[[ RECORDS SUPPLIED, beginning ]]

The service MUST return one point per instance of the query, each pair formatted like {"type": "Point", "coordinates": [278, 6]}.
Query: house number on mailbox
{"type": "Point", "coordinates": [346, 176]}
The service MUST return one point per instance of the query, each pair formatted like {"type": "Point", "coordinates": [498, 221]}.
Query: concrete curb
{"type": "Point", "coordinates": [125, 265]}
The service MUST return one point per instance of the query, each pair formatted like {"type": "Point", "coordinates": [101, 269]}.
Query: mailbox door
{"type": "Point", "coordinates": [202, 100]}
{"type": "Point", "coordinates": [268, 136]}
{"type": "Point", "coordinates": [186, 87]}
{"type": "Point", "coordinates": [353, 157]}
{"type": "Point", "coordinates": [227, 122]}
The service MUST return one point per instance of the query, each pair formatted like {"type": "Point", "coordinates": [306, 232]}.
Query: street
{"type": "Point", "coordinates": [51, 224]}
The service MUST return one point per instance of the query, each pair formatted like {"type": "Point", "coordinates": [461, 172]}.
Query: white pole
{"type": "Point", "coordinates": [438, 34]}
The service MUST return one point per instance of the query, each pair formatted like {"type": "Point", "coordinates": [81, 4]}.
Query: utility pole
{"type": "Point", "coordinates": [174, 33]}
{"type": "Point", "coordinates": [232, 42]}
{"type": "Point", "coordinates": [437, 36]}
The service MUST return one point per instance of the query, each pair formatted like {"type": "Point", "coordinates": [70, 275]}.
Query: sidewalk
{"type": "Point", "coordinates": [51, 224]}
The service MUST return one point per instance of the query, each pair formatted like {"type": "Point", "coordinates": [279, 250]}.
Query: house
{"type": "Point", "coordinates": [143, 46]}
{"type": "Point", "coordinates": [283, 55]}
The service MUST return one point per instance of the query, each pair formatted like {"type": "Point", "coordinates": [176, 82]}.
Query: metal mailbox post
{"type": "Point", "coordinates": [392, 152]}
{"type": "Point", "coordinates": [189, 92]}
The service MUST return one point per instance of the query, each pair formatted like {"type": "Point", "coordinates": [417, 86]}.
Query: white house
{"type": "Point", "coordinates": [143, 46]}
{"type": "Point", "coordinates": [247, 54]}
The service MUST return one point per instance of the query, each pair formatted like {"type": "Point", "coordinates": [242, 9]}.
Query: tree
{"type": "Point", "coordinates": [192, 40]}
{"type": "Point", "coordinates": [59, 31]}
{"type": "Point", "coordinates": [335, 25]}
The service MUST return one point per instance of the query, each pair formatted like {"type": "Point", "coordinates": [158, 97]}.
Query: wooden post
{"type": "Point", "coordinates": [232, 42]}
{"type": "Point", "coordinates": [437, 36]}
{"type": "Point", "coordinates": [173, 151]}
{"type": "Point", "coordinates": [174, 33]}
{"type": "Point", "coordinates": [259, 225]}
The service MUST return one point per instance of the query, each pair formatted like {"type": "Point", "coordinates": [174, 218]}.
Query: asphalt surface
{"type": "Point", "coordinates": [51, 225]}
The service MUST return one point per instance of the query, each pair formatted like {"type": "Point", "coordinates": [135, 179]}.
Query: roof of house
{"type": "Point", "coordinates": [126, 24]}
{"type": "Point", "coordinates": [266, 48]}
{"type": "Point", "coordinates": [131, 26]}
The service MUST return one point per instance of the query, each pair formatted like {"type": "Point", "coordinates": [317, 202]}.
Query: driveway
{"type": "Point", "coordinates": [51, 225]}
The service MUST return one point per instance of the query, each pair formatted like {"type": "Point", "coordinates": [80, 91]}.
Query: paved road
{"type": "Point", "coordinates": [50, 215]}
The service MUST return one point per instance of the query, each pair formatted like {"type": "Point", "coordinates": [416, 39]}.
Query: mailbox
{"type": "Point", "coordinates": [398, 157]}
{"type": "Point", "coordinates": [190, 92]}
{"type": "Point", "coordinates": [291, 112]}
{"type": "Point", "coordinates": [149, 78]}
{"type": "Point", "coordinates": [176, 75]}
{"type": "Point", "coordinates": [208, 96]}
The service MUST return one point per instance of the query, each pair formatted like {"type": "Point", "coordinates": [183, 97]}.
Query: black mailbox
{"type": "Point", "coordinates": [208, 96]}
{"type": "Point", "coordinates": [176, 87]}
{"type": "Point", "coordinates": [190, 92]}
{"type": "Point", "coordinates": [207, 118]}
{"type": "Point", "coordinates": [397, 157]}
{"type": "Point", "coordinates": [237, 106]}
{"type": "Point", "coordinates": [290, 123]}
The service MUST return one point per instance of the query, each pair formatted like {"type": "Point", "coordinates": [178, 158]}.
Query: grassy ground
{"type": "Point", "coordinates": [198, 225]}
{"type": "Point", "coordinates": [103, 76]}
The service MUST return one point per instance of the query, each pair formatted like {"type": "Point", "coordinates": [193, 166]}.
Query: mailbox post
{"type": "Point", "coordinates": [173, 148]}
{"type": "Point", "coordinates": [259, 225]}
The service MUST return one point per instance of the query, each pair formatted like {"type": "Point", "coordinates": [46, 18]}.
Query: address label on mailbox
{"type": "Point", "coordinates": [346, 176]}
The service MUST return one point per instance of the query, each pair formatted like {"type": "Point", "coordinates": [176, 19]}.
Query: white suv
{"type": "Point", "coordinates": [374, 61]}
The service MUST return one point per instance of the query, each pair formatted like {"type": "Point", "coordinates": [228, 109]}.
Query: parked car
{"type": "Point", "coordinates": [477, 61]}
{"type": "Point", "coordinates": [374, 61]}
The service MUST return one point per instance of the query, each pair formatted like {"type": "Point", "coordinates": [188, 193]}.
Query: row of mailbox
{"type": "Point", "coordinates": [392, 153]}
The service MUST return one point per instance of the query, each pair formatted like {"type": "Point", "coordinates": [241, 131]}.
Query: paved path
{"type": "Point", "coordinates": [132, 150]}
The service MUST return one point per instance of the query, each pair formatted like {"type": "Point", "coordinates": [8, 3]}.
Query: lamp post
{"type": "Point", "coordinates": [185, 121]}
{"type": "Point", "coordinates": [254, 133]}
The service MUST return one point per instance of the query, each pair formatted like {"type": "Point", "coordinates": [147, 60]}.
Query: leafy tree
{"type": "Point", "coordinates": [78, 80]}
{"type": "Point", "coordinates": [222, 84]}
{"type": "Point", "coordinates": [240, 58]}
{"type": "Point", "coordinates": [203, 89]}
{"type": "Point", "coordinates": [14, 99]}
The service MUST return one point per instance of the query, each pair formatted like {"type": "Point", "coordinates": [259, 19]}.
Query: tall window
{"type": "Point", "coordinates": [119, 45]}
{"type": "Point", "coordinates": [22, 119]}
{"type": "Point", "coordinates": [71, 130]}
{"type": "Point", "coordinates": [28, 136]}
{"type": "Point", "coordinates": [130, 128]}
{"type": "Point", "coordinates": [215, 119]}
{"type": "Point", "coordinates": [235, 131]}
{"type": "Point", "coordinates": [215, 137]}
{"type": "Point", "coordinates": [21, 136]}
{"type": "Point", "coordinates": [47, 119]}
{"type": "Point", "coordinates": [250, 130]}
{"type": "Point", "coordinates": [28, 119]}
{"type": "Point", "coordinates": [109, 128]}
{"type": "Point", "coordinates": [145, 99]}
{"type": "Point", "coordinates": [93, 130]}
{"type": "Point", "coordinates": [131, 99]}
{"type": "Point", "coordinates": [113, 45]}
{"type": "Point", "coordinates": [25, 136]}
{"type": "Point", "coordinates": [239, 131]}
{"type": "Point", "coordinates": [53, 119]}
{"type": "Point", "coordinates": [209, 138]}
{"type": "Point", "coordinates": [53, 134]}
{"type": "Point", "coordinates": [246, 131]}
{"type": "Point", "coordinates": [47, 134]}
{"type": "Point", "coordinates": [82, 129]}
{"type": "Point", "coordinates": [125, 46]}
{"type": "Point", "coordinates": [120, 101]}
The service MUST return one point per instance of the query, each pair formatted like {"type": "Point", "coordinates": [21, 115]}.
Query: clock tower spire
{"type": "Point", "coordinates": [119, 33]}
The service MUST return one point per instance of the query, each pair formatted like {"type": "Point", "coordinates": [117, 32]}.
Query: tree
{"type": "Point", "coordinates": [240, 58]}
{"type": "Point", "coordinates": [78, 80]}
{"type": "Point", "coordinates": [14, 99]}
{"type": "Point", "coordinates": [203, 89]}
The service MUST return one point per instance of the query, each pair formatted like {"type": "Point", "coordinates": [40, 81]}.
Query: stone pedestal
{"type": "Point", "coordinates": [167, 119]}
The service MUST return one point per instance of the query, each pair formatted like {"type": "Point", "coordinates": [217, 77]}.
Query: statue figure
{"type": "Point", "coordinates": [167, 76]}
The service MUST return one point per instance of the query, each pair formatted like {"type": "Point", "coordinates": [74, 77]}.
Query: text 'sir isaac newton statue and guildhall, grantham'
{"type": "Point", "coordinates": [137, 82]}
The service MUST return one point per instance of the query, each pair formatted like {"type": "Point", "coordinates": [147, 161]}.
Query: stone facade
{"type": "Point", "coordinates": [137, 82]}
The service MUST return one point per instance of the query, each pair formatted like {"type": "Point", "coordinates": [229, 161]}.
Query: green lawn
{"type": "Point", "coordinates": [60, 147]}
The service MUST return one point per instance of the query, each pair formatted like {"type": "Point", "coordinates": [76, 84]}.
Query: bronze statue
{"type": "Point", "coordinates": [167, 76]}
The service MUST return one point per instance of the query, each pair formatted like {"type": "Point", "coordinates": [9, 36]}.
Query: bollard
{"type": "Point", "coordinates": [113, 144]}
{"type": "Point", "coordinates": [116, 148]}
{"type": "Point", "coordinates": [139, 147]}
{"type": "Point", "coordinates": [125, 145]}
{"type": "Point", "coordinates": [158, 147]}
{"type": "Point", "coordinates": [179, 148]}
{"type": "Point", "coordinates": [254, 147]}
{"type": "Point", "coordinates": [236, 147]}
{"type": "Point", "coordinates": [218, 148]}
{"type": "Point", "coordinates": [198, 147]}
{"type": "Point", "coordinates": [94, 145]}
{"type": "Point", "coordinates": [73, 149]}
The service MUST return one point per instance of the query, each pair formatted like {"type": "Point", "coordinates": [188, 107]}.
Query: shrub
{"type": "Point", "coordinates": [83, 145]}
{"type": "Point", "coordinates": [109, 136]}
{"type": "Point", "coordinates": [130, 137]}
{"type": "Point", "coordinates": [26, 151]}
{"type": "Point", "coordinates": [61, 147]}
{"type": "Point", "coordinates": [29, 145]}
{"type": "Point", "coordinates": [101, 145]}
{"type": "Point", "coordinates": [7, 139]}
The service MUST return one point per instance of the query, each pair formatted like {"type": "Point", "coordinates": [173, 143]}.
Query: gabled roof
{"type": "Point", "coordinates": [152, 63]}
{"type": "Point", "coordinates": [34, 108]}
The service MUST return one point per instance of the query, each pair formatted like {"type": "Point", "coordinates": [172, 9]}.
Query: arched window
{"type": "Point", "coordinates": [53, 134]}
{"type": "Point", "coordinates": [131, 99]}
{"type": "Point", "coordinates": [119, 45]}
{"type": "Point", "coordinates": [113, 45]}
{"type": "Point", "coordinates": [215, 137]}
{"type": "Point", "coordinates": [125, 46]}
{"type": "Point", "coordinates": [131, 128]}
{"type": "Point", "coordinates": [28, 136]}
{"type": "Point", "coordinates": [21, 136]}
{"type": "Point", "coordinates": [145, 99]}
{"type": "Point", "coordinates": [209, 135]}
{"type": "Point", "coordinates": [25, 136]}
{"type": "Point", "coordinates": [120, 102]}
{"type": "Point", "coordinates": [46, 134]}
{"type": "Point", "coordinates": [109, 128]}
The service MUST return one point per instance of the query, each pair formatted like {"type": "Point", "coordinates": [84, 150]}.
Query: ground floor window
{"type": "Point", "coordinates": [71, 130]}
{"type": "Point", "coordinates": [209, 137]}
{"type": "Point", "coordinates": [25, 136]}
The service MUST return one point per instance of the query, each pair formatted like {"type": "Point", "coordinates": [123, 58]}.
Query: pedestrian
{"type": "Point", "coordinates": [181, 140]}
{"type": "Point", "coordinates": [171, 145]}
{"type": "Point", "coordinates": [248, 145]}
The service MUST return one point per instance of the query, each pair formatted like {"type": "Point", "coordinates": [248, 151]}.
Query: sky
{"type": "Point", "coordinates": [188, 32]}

[[ RECORDS SUPPLIED, end ]]

Exactly the lines from the one with "Query: pedestrian" through the end of the entries, both included, should be written out, and no others.

▶ ANSWER BOX
Query: pedestrian
{"type": "Point", "coordinates": [181, 140]}
{"type": "Point", "coordinates": [171, 145]}
{"type": "Point", "coordinates": [248, 145]}
The service MUST return one point per instance of the query, each pair formatted like {"type": "Point", "coordinates": [248, 151]}.
Query: sky
{"type": "Point", "coordinates": [188, 32]}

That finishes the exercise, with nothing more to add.